AIM OF THE EXERCISE: Retype each record exactly, please. Skip none.

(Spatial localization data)
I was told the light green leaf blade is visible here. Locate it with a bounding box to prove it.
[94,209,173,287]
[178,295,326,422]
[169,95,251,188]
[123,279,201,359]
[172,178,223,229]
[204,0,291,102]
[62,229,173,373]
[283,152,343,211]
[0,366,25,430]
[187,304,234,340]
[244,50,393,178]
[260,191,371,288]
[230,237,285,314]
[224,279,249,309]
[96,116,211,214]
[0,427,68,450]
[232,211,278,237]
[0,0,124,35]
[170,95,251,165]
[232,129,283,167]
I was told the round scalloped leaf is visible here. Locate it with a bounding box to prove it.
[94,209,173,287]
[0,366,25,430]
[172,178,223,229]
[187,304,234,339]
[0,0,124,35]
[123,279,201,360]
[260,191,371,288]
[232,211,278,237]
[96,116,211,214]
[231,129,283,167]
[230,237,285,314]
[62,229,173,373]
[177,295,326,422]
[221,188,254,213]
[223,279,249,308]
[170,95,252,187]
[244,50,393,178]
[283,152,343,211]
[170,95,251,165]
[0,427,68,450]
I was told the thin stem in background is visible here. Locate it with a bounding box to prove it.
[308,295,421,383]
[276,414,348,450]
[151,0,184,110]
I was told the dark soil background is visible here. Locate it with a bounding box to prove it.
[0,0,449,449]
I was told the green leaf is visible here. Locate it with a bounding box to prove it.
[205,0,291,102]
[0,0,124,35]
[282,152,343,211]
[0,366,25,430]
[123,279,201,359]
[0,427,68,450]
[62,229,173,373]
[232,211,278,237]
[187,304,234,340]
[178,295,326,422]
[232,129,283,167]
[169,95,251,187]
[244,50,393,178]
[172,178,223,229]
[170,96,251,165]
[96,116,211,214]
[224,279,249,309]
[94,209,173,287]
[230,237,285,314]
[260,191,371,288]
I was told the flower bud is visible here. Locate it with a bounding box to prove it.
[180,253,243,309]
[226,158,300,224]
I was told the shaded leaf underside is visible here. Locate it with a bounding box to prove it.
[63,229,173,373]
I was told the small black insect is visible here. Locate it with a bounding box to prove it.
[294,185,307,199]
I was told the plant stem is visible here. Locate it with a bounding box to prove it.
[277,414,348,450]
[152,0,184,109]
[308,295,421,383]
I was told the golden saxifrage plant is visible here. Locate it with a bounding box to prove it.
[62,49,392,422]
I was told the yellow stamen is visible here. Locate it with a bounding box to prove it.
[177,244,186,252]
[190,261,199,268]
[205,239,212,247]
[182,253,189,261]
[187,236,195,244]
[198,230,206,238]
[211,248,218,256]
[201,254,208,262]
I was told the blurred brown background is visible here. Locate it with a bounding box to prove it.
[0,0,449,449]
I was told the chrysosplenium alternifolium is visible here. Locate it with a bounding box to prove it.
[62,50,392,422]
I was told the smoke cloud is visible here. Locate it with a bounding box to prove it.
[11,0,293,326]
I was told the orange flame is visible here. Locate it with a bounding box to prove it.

WRITTEN RESPONSE:
I was told the light green leaf blade is visible here. Locate it with a bounding box to prove it.
[94,209,173,287]
[178,295,326,422]
[169,95,251,188]
[123,279,201,359]
[172,178,223,229]
[204,0,291,102]
[62,229,173,373]
[283,152,343,211]
[0,366,25,430]
[187,304,234,340]
[244,50,393,178]
[260,191,371,288]
[230,237,285,314]
[224,279,249,309]
[96,116,211,214]
[0,427,68,450]
[232,211,278,237]
[0,0,124,35]
[170,95,251,165]
[232,129,283,167]
I was told the round scalloped leaf is visible here. Locate it with a bounding box to prove it.
[94,209,173,287]
[0,366,25,430]
[172,178,223,229]
[187,304,234,339]
[0,0,124,35]
[123,279,201,360]
[260,191,371,288]
[232,211,278,237]
[96,116,211,214]
[231,129,283,167]
[230,237,285,314]
[62,229,173,373]
[177,295,326,422]
[221,188,254,213]
[223,279,249,308]
[170,95,252,187]
[244,50,393,178]
[283,152,343,211]
[170,95,251,165]
[0,427,68,450]
I was told the thin stem in background is visible here. Locate it with a bounding box to prove it.
[308,295,421,383]
[276,414,348,450]
[151,0,184,110]
I was told the dark soil background is visible here. Locate it with a bounding box to prove it.
[0,0,449,449]
I was told the green leaf is visible here. Locate it with a bounding box to prove it.
[205,0,291,102]
[0,0,124,35]
[282,152,343,211]
[0,366,25,430]
[123,279,201,359]
[0,427,68,450]
[62,229,173,373]
[232,211,278,237]
[187,304,234,340]
[178,295,326,422]
[232,129,283,167]
[169,95,251,187]
[244,50,393,178]
[172,178,223,229]
[170,96,251,165]
[96,116,211,214]
[224,279,249,309]
[94,209,173,287]
[230,237,285,314]
[260,191,371,288]
I was told the flower bud is visible here. Locate it with a bounding box to prove it.
[180,253,243,309]
[226,158,300,224]
I was told the shaded leaf underside is visible here. Locate it with a bounding box to prove it.
[63,229,173,373]
I was told the small black insect is visible here. Locate it with a bounding box to prove it.
[294,185,307,199]
I was told the plant stem is visible here. Locate it with a bounding box to prove it.
[277,414,348,450]
[152,0,184,109]
[308,295,421,383]
I was told the golden saxifrage plant is visible here. Locate it with a bounding box to prove it.
[62,49,392,422]
I was told the yellow stamen is visible here. Locate it with a bounding box to prove it.
[177,244,186,252]
[190,261,199,268]
[205,239,212,247]
[182,253,189,261]
[187,236,195,244]
[198,230,206,238]
[211,248,218,256]
[201,254,208,262]
I was told the blurred brown background is visible here. Locate it with a bounding box to prove it.
[0,0,449,449]
I was told the chrysosplenium alternifolium is visible here. Locate it with a bounding box to prove it.
[62,50,392,422]
I was told the smoke cloud is visible here. Locate it with a bounding box to prove it.
[11,0,293,326]
I was told the orange flame is visible here. Locate it with a bounding box to prove it.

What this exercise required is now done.